■ **SOURCE PASSAGE**
^^^^^^^^

# Beetle Dune is coming; early 2016



## silverspeedbuggy (Aug 8, 2001)

Some details:
- Arriving early 2016 (Feb is stated by one magazine)
- 2" lift
- 2.2" wider due to fender flares
- 1.1" wider track
- FWD
- 1.8TSI engine (sad, I was expecting the 2.0T to at least be an option)
- It will be available in orange/copper and silver (Silver? Zzzzzzzzzzzzz)

http://www.caranddriver.com/reviews/volkswagen-beetle-dune-concept-first-drive-review


----------



## drtechy (Jun 3, 2009)

So it's an orange beetle with a lift kit and a less powerful engine. Meh seems like a waste to me, at a minimum if you're going to call it a dune, it should have awd.


----------



## silverspeedbuggy (Aug 8, 2001)

drtechy said:


> So it's an orange beetle with a lift kit and a less powerful engine. Meh seems like a waste to me, at a minimum if you're going to call it a dune, it should have awd.


First off, I think VW deserves some praise for taking a risk like this with niche model. It's like a niche model inside a niche model. 

But I have to agree on the AWD. The PQ35 (I think that's its designation) Beetle platform that's also used for the Jetta was not designed for AWD. Modifying it for AWD would be too costly, especially on an 'old' platform, so FWD it is. I really like the styling, and I love the color, but it's hard to get very excited about it. I know the 1.8T is no slouch, but the 2.0T would have given this model the extra punch performance-wise that it needs. 

Let's hope that when the Beetle moves to MQB that there will be more flexibility and even more exciting models offered.


----------



## silverspeedbuggy (Aug 8, 2001)

Found another article:
http://www.kbb.com/car-news/all-the...rst-review-rugged-meets-frugality/2000012130/


----------



## drtechy (Jun 3, 2009)

I won't give VW of America praise until they take some real risks, like bringing over all the cars they make over in Europe, the scirocco, scirocco r, golf r400, the golf r wagon, etc the list goes on and on. So no I don't give them credit for taking one small risk with an orange lifted beetle lol! Is it cool, ABSOLUTELY! I think the color kicks ass, and I love the idea of a lifted beetle. But I have a small feeling they're going to throw a $5k premium on that car which would pretty much ruin it, because it should technically be cheaper than a beetle turbo/rline due to not having the premium motor. Time will tell I guess, I'm just extremely jealous of Europe's choices lol!


----------



## VRACERW (May 25, 2005)

^^^^^^^^

■ **PROVIDED INFORMATION**
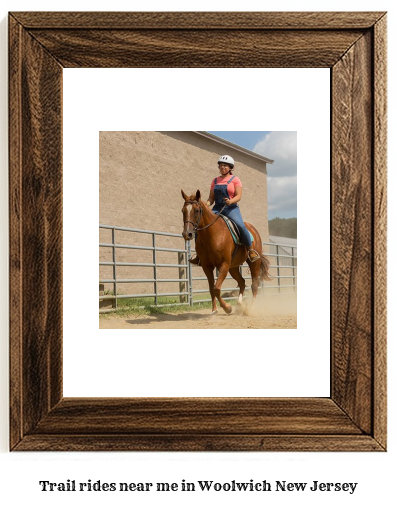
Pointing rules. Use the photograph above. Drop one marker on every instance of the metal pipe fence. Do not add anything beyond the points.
(283, 260)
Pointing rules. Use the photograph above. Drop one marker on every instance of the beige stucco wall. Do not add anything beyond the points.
(141, 175)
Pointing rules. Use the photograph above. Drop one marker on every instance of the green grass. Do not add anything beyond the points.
(146, 306)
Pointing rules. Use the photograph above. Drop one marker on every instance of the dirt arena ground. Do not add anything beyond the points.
(275, 312)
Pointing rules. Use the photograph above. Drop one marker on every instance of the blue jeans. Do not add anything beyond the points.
(233, 212)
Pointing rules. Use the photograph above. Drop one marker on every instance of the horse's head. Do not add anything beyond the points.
(192, 212)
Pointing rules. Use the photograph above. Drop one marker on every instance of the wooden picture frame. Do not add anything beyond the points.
(353, 46)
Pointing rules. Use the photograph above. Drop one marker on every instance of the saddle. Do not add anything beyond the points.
(234, 230)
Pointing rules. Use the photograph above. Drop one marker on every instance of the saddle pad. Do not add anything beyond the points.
(234, 230)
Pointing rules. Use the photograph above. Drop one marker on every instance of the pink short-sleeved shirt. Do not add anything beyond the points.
(231, 188)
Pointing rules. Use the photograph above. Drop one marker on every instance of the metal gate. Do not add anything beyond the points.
(283, 267)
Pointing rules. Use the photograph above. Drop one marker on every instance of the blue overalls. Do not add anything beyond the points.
(232, 211)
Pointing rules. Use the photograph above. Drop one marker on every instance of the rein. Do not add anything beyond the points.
(195, 224)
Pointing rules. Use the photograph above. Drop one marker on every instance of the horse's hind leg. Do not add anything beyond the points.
(223, 271)
(235, 272)
(255, 274)
(209, 273)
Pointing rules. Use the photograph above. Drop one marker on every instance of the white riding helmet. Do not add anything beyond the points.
(226, 159)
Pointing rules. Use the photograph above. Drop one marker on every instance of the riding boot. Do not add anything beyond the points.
(253, 255)
(195, 260)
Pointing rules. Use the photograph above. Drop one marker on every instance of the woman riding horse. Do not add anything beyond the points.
(226, 191)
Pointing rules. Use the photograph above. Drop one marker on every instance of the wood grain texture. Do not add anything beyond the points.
(36, 232)
(196, 48)
(15, 232)
(199, 443)
(352, 259)
(353, 45)
(203, 20)
(380, 228)
(204, 416)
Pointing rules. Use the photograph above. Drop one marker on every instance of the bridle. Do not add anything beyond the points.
(195, 224)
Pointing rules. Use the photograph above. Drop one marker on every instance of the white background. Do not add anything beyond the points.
(20, 473)
(259, 363)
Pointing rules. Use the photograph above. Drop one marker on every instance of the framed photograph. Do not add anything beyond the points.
(353, 46)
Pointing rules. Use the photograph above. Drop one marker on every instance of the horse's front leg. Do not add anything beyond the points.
(209, 273)
(223, 271)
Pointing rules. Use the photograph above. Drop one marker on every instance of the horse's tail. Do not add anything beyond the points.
(264, 270)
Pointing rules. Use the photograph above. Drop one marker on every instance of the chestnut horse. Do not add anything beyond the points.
(216, 249)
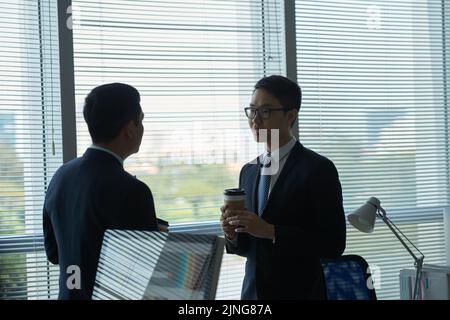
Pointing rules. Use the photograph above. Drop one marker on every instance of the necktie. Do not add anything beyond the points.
(264, 184)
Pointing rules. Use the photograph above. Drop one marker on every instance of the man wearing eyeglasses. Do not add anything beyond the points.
(294, 214)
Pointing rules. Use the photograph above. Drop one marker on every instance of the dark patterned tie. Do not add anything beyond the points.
(264, 184)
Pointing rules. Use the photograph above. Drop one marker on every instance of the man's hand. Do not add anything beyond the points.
(250, 222)
(226, 227)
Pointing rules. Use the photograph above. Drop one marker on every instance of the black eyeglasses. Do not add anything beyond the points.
(264, 113)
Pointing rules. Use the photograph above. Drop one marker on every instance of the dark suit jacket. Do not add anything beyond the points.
(305, 205)
(85, 197)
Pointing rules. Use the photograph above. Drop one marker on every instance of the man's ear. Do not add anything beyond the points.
(292, 115)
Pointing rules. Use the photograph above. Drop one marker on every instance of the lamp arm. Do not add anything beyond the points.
(396, 231)
(418, 262)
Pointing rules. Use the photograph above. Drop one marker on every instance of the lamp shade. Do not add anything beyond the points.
(363, 218)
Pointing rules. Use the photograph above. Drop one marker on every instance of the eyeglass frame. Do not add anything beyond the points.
(258, 111)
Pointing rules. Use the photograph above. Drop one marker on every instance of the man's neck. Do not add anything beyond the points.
(113, 148)
(282, 143)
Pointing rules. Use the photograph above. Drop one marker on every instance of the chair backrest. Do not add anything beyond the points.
(348, 278)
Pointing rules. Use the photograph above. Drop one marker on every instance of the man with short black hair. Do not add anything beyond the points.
(294, 214)
(93, 193)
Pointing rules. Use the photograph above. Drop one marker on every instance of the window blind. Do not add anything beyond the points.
(195, 64)
(30, 142)
(374, 81)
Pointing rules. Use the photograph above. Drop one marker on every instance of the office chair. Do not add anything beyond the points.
(348, 278)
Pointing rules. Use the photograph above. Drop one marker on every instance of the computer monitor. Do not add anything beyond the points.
(158, 266)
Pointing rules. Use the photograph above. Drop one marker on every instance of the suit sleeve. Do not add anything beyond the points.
(326, 238)
(51, 248)
(240, 243)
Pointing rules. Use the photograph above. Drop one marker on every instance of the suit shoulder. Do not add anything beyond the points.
(130, 180)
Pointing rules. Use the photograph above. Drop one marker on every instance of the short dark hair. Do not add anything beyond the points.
(108, 108)
(286, 91)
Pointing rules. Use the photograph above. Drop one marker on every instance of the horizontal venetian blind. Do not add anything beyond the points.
(373, 75)
(30, 128)
(195, 64)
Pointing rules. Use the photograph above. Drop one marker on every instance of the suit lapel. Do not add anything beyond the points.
(290, 163)
(255, 185)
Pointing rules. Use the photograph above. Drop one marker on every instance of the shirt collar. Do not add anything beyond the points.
(280, 153)
(93, 146)
(283, 151)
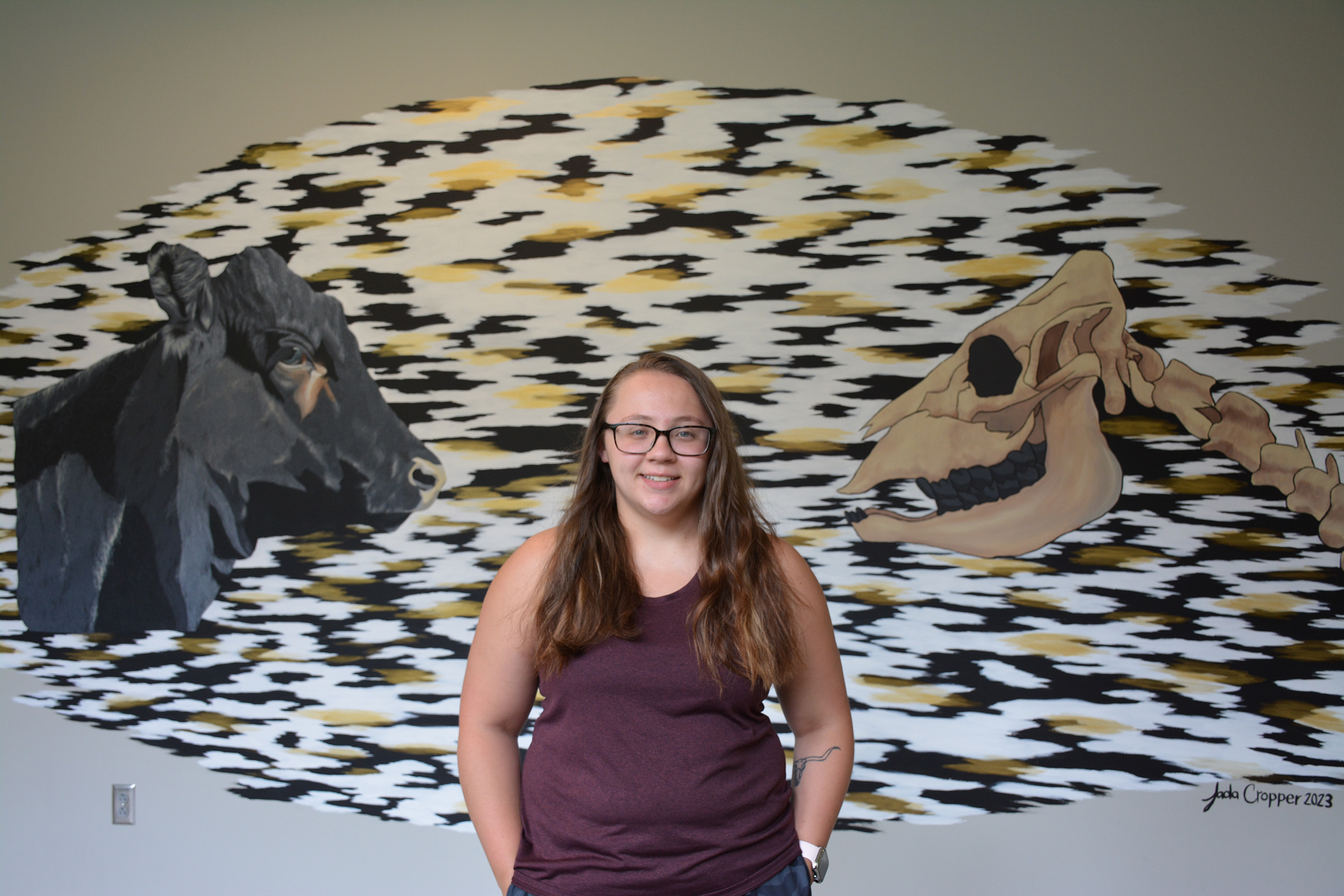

^^^^^^^^

■ **WHAT THIS EXERCISE ASKS**
• A. In the Beetle Dune thread, which engine is the car listed with?
• B. Show every line of the records that holds the word "white", with case counting.

■ **SOLUTION LIST**
• A. The 1.8TSI engine.

• B.
Pointing rules. Use the photograph above. Drop one marker on every instance of the white riding helmet. Do not add anything beyond the points.
Pointing rules. Use the photograph above. Drop one marker on every instance of the white background. Do not add anything beyond the points.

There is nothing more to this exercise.